» Task prompt
Reproduce all of the items below word for word, omitting the pictures.

*** Dataset content ***

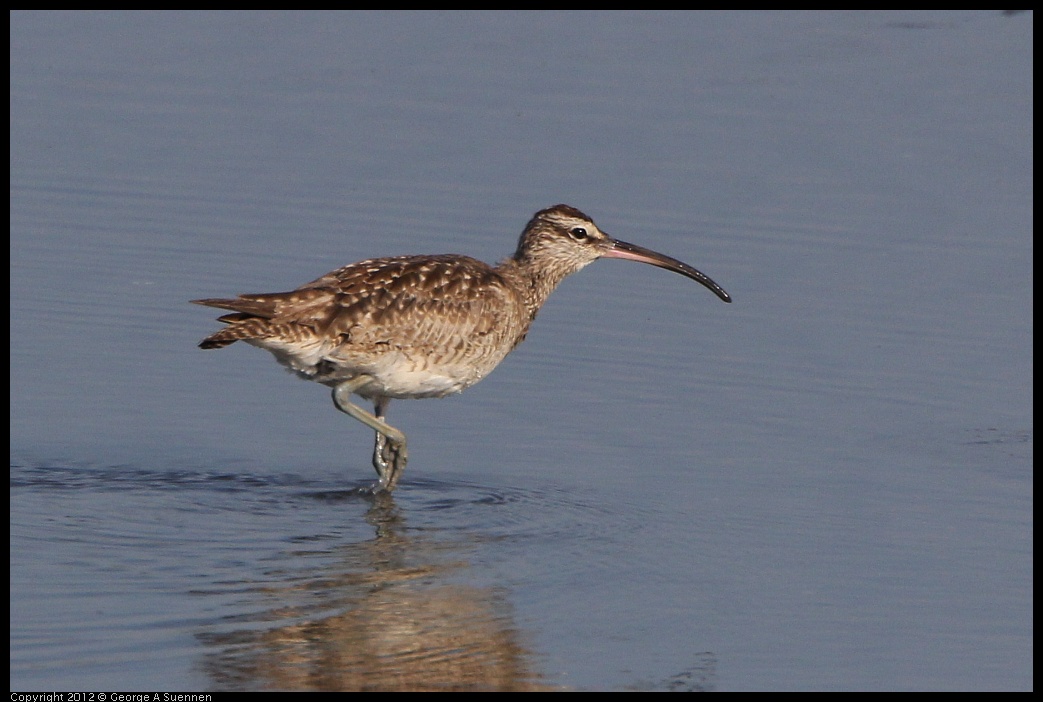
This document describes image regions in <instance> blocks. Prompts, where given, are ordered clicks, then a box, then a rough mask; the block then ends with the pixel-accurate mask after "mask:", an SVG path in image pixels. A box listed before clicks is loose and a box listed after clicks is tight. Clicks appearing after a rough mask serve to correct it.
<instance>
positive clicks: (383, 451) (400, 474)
mask: <svg viewBox="0 0 1043 702" xmlns="http://www.w3.org/2000/svg"><path fill="white" fill-rule="evenodd" d="M390 402H391V401H390V400H389V398H387V397H381V398H379V400H377V401H375V402H374V403H373V414H375V415H377V418H378V419H380V420H381V421H384V410H385V409H387V406H388V403H390ZM385 423H387V422H385ZM388 426H389V427H390V425H388ZM396 431H397V430H396ZM398 433H399V434H402V432H398ZM374 435H375V441H374V442H373V467H374V468H377V475H379V476H381V483H382V484H383V485H384V487H385V489H387V490H393V489H394V488H395V486H396V485H397V484H398V478H401V477H402V470H403V468H405V467H406V461H407V460H408V454H407V452H406V435H405V434H402V441H399V442H396V441H394V440H393V439H391V437H390V436H387V435H385V434H382V433H381V432H380V431H378V432H374Z"/></svg>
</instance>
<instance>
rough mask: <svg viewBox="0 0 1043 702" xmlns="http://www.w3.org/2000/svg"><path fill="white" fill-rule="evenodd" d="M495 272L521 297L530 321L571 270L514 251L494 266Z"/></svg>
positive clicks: (542, 306)
mask: <svg viewBox="0 0 1043 702" xmlns="http://www.w3.org/2000/svg"><path fill="white" fill-rule="evenodd" d="M496 272H499V273H500V274H501V275H503V276H504V279H505V280H506V281H507V282H508V283H509V284H510V286H511V288H512V289H513V290H514V291H515V292H516V293H517V294H518V295H519V296H520V297H521V300H523V301H524V302H525V306H526V309H527V310H528V312H529V319H530V321H531V320H532V319H535V318H536V313H537V312H539V308H541V307H543V302H545V301H547V298H548V297H550V296H551V293H552V292H554V289H555V288H557V287H558V285H559V284H560V283H561V282H562V281H563V280H565V277H566V276H568V274H569V273H572V272H573V271H572V270H569V269H568V268H567V267H566V266H555V265H547V262H542V261H535V260H533V259H532V258H531V257H527V256H525V255H520V256H519V255H518V253H515V255H514V256H512V257H510V258H508V259H505V260H504V261H502V262H501V263H500V265H499V266H496Z"/></svg>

*** End of Dataset content ***

» Response to this task
This document describes image regions in <instance> blocks. Prompts, where given, are ordered clicks, then a box, then a rough mask; the block then ends with the pixel-accurate mask after "mask:", an SVG path in image pixels. A box listed before clicks is loose and a box listed after clicks is tight. Clicks appearing after a rough mask serve to correct it.
<instance>
positive clicks: (383, 451) (400, 474)
mask: <svg viewBox="0 0 1043 702" xmlns="http://www.w3.org/2000/svg"><path fill="white" fill-rule="evenodd" d="M390 402H391V401H390V400H389V398H387V397H381V398H379V400H377V401H375V402H374V403H373V414H375V415H377V418H378V419H380V420H381V421H384V410H385V409H387V406H388V403H390ZM385 423H387V422H385ZM388 426H389V427H390V425H388ZM396 431H397V430H396ZM398 433H399V434H402V432H398ZM374 435H375V441H374V442H373V467H374V468H377V475H379V476H381V483H382V484H383V485H384V487H385V489H387V490H393V489H394V488H395V486H396V485H397V484H398V478H401V477H402V470H403V468H405V467H406V461H407V460H408V454H407V452H406V435H405V434H402V441H399V442H396V441H394V440H393V439H391V437H390V436H387V435H385V434H382V433H381V432H380V431H378V432H374Z"/></svg>
</instance>
<instance>
rough mask: <svg viewBox="0 0 1043 702" xmlns="http://www.w3.org/2000/svg"><path fill="white" fill-rule="evenodd" d="M495 272L521 297L530 321L571 270L514 251L494 266Z"/></svg>
positive clicks: (542, 306)
mask: <svg viewBox="0 0 1043 702" xmlns="http://www.w3.org/2000/svg"><path fill="white" fill-rule="evenodd" d="M496 272H499V273H500V274H501V275H503V276H504V279H505V280H506V281H507V282H508V283H509V284H510V286H511V288H512V289H513V290H514V291H515V292H516V293H517V294H518V295H519V296H520V297H521V300H523V301H524V302H525V306H526V309H527V310H528V312H529V319H530V321H531V320H532V319H535V318H536V313H537V312H539V308H541V307H543V302H545V301H547V298H548V297H550V296H551V293H552V292H554V289H555V288H557V287H558V285H559V284H560V283H561V282H562V281H563V280H565V277H566V276H568V274H569V273H572V272H573V271H572V270H569V269H568V268H567V267H566V266H555V265H547V262H542V261H535V260H533V259H532V258H531V257H527V256H525V255H520V256H519V255H518V253H515V255H514V256H512V257H510V258H508V259H505V260H504V261H502V262H501V263H500V265H499V266H496Z"/></svg>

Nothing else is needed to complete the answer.